◆ **Problem statement**
Please convert the material below, from the line with "Return boxes for any white wall present." through the last line, into a JSON list of strings with one string per line, leaving out blank lines.

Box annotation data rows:
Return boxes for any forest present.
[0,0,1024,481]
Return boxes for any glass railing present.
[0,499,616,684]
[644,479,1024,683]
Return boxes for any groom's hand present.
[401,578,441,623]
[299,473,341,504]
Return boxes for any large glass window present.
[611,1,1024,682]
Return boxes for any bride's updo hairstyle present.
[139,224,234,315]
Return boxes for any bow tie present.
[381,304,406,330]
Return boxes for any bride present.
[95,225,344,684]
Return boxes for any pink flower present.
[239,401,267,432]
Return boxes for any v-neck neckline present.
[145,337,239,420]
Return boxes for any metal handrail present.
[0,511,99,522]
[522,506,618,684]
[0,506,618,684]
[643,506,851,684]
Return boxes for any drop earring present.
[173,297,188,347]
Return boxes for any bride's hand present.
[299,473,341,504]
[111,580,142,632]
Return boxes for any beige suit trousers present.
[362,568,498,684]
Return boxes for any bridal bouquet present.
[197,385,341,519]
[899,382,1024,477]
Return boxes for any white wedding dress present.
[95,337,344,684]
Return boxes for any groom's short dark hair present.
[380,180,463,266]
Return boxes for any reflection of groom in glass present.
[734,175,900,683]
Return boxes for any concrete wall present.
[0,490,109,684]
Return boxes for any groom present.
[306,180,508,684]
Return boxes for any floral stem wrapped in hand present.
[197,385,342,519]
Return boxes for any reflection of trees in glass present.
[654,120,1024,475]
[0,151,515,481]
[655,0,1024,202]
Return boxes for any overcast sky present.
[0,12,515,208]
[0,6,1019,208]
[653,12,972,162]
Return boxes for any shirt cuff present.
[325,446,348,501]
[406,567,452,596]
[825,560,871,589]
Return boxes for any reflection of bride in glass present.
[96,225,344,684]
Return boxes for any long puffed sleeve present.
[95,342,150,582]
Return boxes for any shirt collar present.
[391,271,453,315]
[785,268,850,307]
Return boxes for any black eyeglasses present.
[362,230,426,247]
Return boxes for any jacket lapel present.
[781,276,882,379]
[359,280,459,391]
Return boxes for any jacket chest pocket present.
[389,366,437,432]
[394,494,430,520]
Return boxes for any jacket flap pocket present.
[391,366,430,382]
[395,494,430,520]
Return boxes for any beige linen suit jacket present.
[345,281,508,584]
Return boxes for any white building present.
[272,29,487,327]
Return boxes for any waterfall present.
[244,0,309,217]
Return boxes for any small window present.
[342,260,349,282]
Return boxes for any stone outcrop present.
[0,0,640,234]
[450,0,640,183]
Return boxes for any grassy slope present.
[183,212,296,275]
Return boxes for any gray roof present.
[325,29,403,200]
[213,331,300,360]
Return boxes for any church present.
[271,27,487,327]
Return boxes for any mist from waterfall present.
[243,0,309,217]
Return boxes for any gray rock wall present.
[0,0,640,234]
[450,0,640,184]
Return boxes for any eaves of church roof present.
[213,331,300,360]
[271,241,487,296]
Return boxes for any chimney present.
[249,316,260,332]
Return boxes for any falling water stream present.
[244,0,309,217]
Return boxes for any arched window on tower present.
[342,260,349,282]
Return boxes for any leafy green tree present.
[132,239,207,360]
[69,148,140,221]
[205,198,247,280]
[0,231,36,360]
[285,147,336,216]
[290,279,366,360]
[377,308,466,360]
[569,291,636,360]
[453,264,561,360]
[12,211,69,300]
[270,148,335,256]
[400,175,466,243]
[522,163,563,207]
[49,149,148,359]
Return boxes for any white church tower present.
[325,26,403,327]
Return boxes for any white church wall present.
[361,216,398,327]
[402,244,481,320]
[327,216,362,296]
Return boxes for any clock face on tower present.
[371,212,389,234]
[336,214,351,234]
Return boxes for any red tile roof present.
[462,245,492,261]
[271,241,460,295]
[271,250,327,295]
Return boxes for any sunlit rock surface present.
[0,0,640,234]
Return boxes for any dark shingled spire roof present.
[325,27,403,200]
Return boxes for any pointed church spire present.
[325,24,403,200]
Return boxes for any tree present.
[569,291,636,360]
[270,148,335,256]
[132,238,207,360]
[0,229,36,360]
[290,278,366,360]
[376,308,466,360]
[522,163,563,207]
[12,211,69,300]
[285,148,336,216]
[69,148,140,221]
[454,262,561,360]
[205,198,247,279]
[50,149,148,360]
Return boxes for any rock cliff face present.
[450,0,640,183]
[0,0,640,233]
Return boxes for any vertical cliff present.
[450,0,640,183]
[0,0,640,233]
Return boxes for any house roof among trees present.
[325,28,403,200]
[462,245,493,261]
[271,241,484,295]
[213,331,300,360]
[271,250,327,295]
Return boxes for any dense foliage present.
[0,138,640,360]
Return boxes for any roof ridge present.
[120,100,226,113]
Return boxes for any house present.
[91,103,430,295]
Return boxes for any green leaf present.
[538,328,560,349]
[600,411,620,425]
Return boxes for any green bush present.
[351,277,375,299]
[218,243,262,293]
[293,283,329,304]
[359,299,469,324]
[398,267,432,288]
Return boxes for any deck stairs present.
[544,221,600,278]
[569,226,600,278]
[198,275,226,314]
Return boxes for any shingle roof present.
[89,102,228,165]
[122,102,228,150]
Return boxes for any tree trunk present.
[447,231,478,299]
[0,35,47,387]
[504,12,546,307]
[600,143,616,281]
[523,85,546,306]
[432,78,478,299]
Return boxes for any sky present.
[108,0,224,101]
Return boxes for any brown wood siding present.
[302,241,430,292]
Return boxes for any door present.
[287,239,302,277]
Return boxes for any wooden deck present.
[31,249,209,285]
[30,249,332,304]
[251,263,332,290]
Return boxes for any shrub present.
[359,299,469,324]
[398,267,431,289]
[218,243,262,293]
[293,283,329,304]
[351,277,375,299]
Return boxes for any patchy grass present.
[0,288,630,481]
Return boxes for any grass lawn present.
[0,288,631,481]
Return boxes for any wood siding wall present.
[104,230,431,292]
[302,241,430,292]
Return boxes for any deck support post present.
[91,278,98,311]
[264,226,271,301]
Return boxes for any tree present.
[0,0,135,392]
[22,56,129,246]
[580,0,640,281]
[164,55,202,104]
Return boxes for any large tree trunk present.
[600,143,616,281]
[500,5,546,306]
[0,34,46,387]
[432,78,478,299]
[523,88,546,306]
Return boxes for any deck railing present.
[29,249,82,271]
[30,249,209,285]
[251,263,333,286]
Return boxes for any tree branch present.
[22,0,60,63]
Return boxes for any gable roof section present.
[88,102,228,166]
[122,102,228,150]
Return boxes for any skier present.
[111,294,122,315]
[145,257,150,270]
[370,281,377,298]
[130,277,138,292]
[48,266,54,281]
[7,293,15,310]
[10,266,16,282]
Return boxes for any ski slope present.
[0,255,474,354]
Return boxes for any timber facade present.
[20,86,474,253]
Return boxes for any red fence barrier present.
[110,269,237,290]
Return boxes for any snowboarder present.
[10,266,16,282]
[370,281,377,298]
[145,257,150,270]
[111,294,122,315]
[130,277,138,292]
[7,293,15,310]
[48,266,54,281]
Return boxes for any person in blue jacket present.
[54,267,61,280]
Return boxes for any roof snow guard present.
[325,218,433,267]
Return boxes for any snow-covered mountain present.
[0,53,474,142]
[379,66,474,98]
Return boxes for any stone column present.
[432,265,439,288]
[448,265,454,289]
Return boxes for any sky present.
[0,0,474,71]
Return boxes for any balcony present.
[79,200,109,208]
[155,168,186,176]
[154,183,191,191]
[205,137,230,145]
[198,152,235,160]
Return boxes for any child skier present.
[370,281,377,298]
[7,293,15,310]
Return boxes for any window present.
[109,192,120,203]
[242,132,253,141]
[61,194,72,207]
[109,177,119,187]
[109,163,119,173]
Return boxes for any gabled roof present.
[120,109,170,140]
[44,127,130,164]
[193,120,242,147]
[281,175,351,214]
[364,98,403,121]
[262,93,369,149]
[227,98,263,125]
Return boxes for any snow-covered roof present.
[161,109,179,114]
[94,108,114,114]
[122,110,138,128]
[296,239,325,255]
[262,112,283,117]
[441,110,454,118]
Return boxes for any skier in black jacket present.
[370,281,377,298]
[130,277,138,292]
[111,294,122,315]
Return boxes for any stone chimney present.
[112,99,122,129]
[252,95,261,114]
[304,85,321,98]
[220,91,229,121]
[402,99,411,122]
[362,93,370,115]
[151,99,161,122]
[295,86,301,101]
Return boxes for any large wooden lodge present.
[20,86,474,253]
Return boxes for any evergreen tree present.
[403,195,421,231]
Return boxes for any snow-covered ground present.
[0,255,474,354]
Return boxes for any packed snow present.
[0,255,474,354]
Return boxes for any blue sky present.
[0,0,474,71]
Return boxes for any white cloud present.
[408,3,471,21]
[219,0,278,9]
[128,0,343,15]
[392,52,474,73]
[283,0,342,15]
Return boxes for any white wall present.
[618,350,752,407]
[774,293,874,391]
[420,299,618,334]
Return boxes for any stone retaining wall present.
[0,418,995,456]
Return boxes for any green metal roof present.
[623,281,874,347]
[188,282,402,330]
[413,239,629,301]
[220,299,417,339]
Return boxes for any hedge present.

◆ **Completed exercise**
[
  "Return boxes for any white wall present.",
  "[618,350,752,407]",
  "[774,293,874,391]",
  "[420,299,618,334]",
  "Return boxes for any stone retaining wall present.",
  "[0,418,995,456]",
  "Return boxes for any green metal roof present.",
  "[623,281,874,347]",
  "[188,282,402,330]",
  "[413,239,629,301]",
  "[220,299,417,339]",
  "Return boxes for any hedge present."
]